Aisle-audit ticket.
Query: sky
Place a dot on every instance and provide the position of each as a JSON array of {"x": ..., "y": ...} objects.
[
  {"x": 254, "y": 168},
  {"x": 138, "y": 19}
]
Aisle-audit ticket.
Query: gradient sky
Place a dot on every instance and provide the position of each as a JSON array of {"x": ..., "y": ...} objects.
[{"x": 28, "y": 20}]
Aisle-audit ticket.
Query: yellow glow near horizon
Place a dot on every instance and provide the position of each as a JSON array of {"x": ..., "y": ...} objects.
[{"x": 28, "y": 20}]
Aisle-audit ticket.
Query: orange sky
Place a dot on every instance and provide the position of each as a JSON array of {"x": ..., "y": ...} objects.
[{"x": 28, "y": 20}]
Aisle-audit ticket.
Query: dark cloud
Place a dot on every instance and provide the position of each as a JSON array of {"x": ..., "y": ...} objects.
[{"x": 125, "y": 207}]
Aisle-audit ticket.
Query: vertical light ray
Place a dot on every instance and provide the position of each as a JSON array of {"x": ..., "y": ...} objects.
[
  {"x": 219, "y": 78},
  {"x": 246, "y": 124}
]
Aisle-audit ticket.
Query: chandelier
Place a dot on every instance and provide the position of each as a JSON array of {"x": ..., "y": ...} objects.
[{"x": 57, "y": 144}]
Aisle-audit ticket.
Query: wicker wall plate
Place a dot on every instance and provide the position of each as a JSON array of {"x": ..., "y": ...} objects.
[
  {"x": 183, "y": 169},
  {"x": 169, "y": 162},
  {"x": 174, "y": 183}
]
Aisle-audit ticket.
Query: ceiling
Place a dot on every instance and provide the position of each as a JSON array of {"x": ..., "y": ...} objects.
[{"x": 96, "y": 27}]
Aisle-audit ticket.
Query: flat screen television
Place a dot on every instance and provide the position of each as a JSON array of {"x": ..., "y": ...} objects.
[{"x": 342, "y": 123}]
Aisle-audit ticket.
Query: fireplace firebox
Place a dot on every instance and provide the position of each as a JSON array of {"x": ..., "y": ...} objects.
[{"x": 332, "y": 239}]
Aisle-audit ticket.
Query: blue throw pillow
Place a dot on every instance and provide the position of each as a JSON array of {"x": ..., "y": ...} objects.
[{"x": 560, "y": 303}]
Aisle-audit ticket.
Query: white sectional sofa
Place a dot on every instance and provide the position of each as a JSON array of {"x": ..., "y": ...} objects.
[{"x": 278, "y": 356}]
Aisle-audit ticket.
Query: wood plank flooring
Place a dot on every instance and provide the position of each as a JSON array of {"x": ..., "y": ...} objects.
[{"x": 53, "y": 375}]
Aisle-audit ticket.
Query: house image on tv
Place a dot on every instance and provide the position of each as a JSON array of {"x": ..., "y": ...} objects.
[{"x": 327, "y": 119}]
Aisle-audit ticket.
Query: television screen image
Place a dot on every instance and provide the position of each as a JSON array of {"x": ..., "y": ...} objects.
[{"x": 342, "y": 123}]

THE REQUEST:
Give all of the entries again, word for word.

SOLUTION TO THE EXERCISE:
Aisle-audit ticket.
Query: sky
Place a dot on every instance and provide the position of each as a JSON array of {"x": ..., "y": ...} objects.
[
  {"x": 254, "y": 168},
  {"x": 138, "y": 19}
]
Aisle-audit ticket.
Query: gradient sky
Place a dot on every instance and provide the position of each as a JSON array of {"x": ..., "y": ...} objects.
[{"x": 28, "y": 20}]
Aisle-audit ticket.
Query: yellow glow near horizon
Place a dot on every instance and provide the position of each as a JSON array of {"x": ..., "y": ...} objects.
[{"x": 28, "y": 20}]
Aisle-audit ticket.
Query: orange sky
Place a dot on every instance and provide the position of each as a JSON array of {"x": ..., "y": ...} objects.
[{"x": 28, "y": 20}]
Aisle-audit ticket.
Query: dark cloud
Place a dot on every instance and provide the position of each as a JSON array of {"x": ..., "y": ...} objects.
[{"x": 125, "y": 207}]
Aisle-audit ticket.
Query: vertical light ray
Place a dot on every instance and provide the position of each as a JSON array of {"x": ..., "y": ...} objects.
[
  {"x": 219, "y": 78},
  {"x": 246, "y": 124}
]
Aisle-audit ticket.
Query: chandelier
Place a dot on every instance and provide the position of each as a JSON array of {"x": ..., "y": ...} objects.
[{"x": 57, "y": 144}]
Aisle-audit ticket.
Query: wicker wall plate
Place a dot on every instance and provide the position of each as a JSON array of {"x": ..., "y": ...} objects.
[
  {"x": 183, "y": 169},
  {"x": 169, "y": 162},
  {"x": 174, "y": 183}
]
Aisle-audit ticket.
Query: ceiling
Place a dot on every instance and provide the position of each as a JSON array of {"x": ..., "y": ...} objects.
[{"x": 96, "y": 27}]
Aisle-audit ticket.
Query: flat screen television
Place a dot on every instance and provide the position of each as a JSON array of {"x": ..., "y": ...} objects.
[{"x": 342, "y": 123}]
Aisle-audit ticket.
Query: fireplace firebox
Place a dot on every instance and provide the position of each as a JSON array of {"x": ..., "y": ...} objects.
[{"x": 332, "y": 239}]
Aisle-audit ticket.
Query: blue throw pillow
Place a dot on every instance and provide the position of each as a JSON array of {"x": ..., "y": ...} objects.
[{"x": 560, "y": 303}]
Aisle-audit ticket.
Query: white sectional sofa
Place a dot on every instance and provide the position of each as a JSON array of {"x": ..., "y": ...} objects.
[{"x": 278, "y": 356}]
Aisle-audit ticket.
Query: wood plank flooring
Place a dot on every instance and provide the position of each as a JSON array of {"x": ..., "y": ...} objects.
[{"x": 53, "y": 375}]
Aisle-audit ticket.
Query: house image on tv
Place a dot on every instance and provide the position of each as a JSON array of {"x": ..., "y": ...} objects.
[{"x": 327, "y": 119}]
Aisle-audit ticket.
Query: television screen image
Place a dot on every instance and provide the position of each as a JSON array of {"x": ..., "y": ...} objects.
[{"x": 342, "y": 123}]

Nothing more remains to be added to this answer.